_La tarea:_ Pasa todas las filas siguientes a una lista numerada y omite las líneas en blanco.

Filas de anotación de puntos
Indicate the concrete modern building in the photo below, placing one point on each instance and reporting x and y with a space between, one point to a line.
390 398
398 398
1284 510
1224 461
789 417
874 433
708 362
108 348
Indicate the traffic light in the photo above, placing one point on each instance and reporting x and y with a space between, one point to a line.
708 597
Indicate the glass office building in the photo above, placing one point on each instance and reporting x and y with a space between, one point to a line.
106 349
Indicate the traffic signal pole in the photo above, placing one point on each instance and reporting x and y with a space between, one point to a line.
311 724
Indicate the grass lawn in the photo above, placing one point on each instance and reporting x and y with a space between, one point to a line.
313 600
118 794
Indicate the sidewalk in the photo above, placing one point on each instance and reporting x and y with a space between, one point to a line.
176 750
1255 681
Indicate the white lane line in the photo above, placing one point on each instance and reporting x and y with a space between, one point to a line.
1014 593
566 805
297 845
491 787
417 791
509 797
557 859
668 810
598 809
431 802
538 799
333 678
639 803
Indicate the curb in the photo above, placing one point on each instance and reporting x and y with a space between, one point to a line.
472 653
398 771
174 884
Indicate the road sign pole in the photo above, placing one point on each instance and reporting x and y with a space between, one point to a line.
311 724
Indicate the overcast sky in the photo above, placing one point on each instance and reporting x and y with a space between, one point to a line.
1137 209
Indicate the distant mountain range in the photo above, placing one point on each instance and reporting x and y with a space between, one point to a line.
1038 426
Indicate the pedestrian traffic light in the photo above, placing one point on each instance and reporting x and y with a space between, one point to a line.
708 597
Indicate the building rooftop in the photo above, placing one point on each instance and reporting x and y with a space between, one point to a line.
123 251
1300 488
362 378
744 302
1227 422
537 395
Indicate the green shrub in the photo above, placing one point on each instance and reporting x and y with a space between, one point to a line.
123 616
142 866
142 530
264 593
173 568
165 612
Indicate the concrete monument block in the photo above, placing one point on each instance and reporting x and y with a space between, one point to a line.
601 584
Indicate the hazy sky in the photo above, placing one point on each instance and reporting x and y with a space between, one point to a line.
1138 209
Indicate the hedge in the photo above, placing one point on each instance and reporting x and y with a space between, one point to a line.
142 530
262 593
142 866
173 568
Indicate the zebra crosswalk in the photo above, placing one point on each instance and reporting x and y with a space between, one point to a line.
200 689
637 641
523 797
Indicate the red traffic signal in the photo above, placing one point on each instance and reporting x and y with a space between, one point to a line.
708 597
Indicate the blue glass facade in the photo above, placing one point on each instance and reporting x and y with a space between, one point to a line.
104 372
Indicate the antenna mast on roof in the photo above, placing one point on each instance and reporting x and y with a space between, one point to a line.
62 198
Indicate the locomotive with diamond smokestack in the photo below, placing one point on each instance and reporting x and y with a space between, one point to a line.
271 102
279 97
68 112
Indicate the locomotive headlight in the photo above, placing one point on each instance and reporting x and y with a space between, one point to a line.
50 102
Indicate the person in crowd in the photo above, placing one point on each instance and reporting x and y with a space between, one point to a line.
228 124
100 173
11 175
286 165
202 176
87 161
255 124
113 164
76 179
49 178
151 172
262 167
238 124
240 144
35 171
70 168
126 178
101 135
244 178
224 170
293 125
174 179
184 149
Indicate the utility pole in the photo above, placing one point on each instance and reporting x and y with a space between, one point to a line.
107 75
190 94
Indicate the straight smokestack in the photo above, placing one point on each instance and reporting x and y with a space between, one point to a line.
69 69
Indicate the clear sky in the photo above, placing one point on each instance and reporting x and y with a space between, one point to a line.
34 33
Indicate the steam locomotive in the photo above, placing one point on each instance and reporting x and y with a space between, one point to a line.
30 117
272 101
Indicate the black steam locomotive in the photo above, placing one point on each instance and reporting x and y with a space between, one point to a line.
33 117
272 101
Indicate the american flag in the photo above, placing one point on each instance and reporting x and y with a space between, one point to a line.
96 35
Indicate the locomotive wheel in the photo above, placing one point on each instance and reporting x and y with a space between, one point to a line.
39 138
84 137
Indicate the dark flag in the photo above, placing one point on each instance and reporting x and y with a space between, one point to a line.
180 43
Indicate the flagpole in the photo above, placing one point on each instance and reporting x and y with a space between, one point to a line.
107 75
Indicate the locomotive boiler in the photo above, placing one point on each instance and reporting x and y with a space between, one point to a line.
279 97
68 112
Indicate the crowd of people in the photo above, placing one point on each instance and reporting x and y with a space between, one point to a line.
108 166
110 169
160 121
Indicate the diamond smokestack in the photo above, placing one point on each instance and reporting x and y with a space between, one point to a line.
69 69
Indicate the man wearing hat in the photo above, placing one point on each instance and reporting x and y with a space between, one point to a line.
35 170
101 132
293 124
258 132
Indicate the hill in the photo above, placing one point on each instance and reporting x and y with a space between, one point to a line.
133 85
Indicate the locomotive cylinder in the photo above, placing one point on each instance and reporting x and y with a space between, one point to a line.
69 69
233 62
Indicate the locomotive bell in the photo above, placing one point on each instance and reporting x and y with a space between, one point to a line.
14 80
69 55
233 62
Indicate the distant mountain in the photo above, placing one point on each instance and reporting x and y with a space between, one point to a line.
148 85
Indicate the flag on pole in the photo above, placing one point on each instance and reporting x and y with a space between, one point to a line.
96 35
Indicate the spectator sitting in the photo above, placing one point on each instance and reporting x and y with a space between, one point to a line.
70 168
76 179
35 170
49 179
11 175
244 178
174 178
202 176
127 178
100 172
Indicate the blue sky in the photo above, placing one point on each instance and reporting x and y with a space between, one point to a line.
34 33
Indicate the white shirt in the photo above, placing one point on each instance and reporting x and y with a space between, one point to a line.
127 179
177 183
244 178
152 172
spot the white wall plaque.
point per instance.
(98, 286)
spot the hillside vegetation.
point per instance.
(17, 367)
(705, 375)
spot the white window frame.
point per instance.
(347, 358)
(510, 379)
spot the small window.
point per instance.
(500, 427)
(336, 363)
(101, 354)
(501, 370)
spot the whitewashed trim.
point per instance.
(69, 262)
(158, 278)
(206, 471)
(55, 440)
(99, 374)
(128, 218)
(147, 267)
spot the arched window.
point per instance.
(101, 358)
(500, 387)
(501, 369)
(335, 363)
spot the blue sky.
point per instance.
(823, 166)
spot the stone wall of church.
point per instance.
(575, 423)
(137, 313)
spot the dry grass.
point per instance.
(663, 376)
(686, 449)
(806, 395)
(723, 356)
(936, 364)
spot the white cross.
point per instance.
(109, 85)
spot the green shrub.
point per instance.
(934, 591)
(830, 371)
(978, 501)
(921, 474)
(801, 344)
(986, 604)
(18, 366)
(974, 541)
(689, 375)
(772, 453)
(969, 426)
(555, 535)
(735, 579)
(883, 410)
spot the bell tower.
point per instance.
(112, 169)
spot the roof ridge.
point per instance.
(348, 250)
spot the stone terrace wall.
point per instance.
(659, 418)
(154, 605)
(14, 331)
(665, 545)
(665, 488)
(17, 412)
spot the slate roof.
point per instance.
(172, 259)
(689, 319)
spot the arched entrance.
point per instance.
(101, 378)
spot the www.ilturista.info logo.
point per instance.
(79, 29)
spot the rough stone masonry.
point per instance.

_Salida correcta:_
1. Indicate the concrete modern building in the photo below, placing one point on each instance and reporting x and y with a space between, one point to a line.
2. 390 398
3. 398 398
4. 1284 510
5. 1224 461
6. 789 417
7. 874 433
8. 708 362
9. 108 348
10. Indicate the traffic light in the photo above, placing one point on each instance and reporting x and y with a space between, one point to a line.
11. 708 597
12. Indicate the glass office building in the photo above, placing one point on each instance and reporting x and y with a space between, one point to a line.
13. 106 349
14. Indicate the traffic signal pole in the photo above, placing one point on each instance and reporting x and y with a space between, one point to a line.
15. 311 724
16. Indicate the grass lawn in the photo above, placing one point on each instance and reporting x and y with a space between, one point to a line.
17. 313 600
18. 118 794
19. Indicate the sidewalk in the photo above, placing one point on each instance and reporting x and y with a space between, one point to a line.
20. 176 750
21. 1255 681
22. Indicate the white lane line in the photo above, placing one point on each instance and reporting x and y with a space between, one point to a line.
23. 1014 593
24. 566 805
25. 297 845
26. 491 787
27. 417 791
28. 509 797
29. 557 859
30. 668 810
31. 598 809
32. 431 802
33. 538 799
34. 333 678
35. 639 803
36. Indicate the curb in the photo above, placing one point on each instance and reporting x and y with a space between, one point to a line.
37. 472 653
38. 398 771
39. 174 884
40. Indicate the road sign pole in the photo above, placing one point on each instance and reporting x and y with a space between, one point to a line.
41. 311 724
42. Indicate the overcast sky in the photo above, placing one point on each instance and reporting x and y with a space between, one point to a line.
43. 1137 209
44. Indicate the distant mountain range in the photo above, placing one point on each instance and reporting x and y with a space between, one point to a line.
45. 1038 426
46. Indicate the pedestrian traffic light in the photo above, placing one point on each instance and reporting x and y with a space between, one point to a line.
47. 708 597
48. Indicate the building rooftop in the photo above, placing one point on each instance and reporting x and y with a space between, one point to a line.
49. 123 251
50. 1300 488
51. 362 378
52. 744 302
53. 1227 422
54. 537 395
55. Indicate the green shrub in the photo above, placing one point on each instance and reporting x and y with a space between, one point to a line.
56. 123 616
57. 142 866
58. 142 530
59. 264 593
60. 173 568
61. 165 612
62. Indicate the concrete monument block in the photo above, placing one point on each instance and reporting x and y with a space between, one point to a line.
63. 601 584
64. Indicate the hazy sky in the photo above, placing one point on each instance and reporting x and y with a space between, one point to a line.
65. 1138 209
66. Indicate the hedge in the photo above, placing one point on each instance and reporting x and y with a space between, one point to a line.
67. 142 530
68. 262 593
69. 142 866
70. 173 568
71. Indicate the zebra crosswalk in the photo above, placing one point on each instance and reporting x and y with a space between, one point to a line.
72. 200 689
73. 637 641
74. 523 797
75. Indicate the red traffic signal in the photo above, placing one point on each instance and reporting x and y with a space between, one point to a line.
76. 708 597
77. Indicate the blue glass facade in the photo above, placing one point on each instance and reporting x and y with a space between, one point to a line.
78. 104 372
79. Indicate the antenna mast on roof in the photo above, placing one point on each instance and reporting x and y with a space between, one point to a line.
80. 62 198
81. Indicate the locomotive with diamond smokestack in the photo below, placing one point on each instance and reporting x and y with a space between, one point to a line.
82. 271 102
83. 279 97
84. 68 112
85. Indicate the locomotive headlight in the photo above, placing one point on each instance and reporting x and y with a space between, one point to a line.
86. 50 102
87. Indicate the person in crowd in the photo above, placing one point on each instance and reporting x and y with a space between, one point to a line.
88. 228 124
89. 100 173
90. 11 175
91. 286 165
92. 202 176
93. 87 161
94. 255 124
95. 113 164
96. 76 179
97. 49 178
98. 151 172
99. 262 167
100. 238 124
101. 240 144
102. 35 171
103. 70 168
104. 126 178
105. 101 135
106. 244 178
107. 224 170
108. 293 125
109. 174 179
110. 184 149
111. Indicate the utility pole in the photo above, placing one point on each instance and reporting x and y with a space between, one point to a line.
112. 107 75
113. 190 94
114. Indicate the straight smokestack in the photo above, placing one point on each instance and reporting x and y with a space between, one point to a line.
115. 69 69
116. Indicate the clear sky in the photo above, placing one point on each instance and reporting x and y with a space between, one point to a line.
117. 34 33
118. Indicate the steam locomotive in the photo above, placing one point on each instance and reporting x and y with a space between, one point to a line.
119. 30 117
120. 272 101
121. Indicate the black steam locomotive in the photo above, placing one point on each instance and reporting x and y with a space between, one point to a line.
122. 33 117
123. 272 101
124. Indicate the american flag in the photo above, placing one point on each instance and reporting x and y with a space between, one point to a line.
125. 96 35
126. Indicate the locomotive wheel in the photo above, placing one point on each instance and reporting x and y with a space between, one point to a line.
127. 39 138
128. 84 137
129. Indicate the dark flag in the photo above, placing one point on each instance and reporting x and y with a space between, one point to a line.
130. 180 43
131. Indicate the flagpole in the photo above, placing one point on each instance and reporting x and y with a space between, one point to a line.
132. 107 75
133. Indicate the locomotive boiler in the photo above, placing one point on each instance and reporting x and y with a space between, one point to a line.
134. 279 97
135. 68 112
136. Indicate the crowd of people in the photo above, placing one point on each instance and reporting x and y with a space between, one point to a line.
137. 108 166
138. 110 169
139. 160 121
140. Indicate the diamond smokestack in the photo above, placing one point on each instance and reporting x and y with a space between, one point to a line.
141. 69 69
142. Indicate the man wearing hat in the photo above, placing one point on each instance and reporting x and y with a space between, one point to a line.
143. 35 170
144. 101 132
145. 293 124
146. 258 132
147. Indicate the hill in the photo above, placing one point on each instance and reporting x and y with a space between, one point to a line.
148. 133 85
149. Indicate the locomotive cylinder in the photo above, placing one point on each instance and reporting x and y with a space between, one point to a line.
150. 69 69
151. 233 62
152. Indicate the locomotive bell in the photo above, placing one point on each instance and reporting x and y with a space between, one point to a line.
153. 14 80
154. 69 55
155. 233 62
156. Indicate the distant mountain in the photo above, placing one point on each instance and reporting x and y with a space between, one point to a line.
157. 148 85
158. Indicate the flag on pole in the photo above, placing one point on each instance and reporting x and y with a space between, one point to a line.
159. 96 35
160. Indicate the spectator sitting in the photo above, placing one point on each instance and reporting x and y with a space between, one point to a line.
161. 70 168
162. 76 179
163. 35 170
164. 49 179
165. 11 175
166. 244 178
167. 174 178
168. 202 176
169. 127 178
170. 100 172
171. Indicate the blue sky in the photo above, placing one point on each instance and reporting x and y with a space between, one point to a line.
172. 34 33
173. Indicate the white shirt in the photo above, placing one point on each instance and reporting x and y with a space between, one point to a line.
174. 127 179
175. 177 183
176. 244 178
177. 152 172
178. spot the white wall plaque.
179. point per instance.
180. (98, 286)
181. spot the hillside vegetation.
182. point per instance.
183. (17, 367)
184. (705, 375)
185. spot the white window frame.
186. point per instance.
187. (347, 358)
188. (510, 379)
189. spot the small window.
190. point per instance.
191. (500, 427)
192. (336, 363)
193. (101, 354)
194. (501, 370)
195. spot the whitewashed trim.
196. point per instance.
197. (69, 262)
198. (158, 278)
199. (206, 471)
200. (55, 440)
201. (99, 374)
202. (128, 218)
203. (147, 267)
204. spot the arched window.
205. point per instance.
206. (101, 358)
207. (500, 387)
208. (501, 369)
209. (335, 363)
210. spot the blue sky.
211. point per instance.
212. (823, 166)
213. spot the stone wall of church.
214. point per instance.
215. (575, 423)
216. (137, 313)
217. spot the dry grass.
218. point per instance.
219. (663, 376)
220. (686, 449)
221. (806, 395)
222. (723, 356)
223. (936, 364)
224. spot the white cross.
225. point per instance.
226. (109, 85)
227. spot the green shrub.
228. point per instance.
229. (934, 591)
230. (830, 371)
231. (978, 501)
232. (921, 474)
233. (801, 344)
234. (986, 604)
235. (18, 366)
236. (974, 541)
237. (689, 375)
238. (772, 453)
239. (969, 426)
240. (555, 535)
241. (735, 579)
242. (883, 410)
243. spot the bell tower.
244. point per instance.
245. (112, 169)
246. spot the roof ridge.
247. point per instance.
248. (348, 250)
249. spot the stone terrace wall.
250. point per instance.
251. (659, 418)
252. (154, 605)
253. (14, 331)
254. (665, 545)
255. (665, 488)
256. (17, 412)
257. spot the slate roof.
258. point per instance.
259. (172, 259)
260. (689, 319)
261. spot the arched entrance.
262. point per instance.
263. (101, 378)
264. spot the www.ilturista.info logo.
265. point per instance.
266. (79, 29)
267. spot the rough stone masonry.
268. point per instance.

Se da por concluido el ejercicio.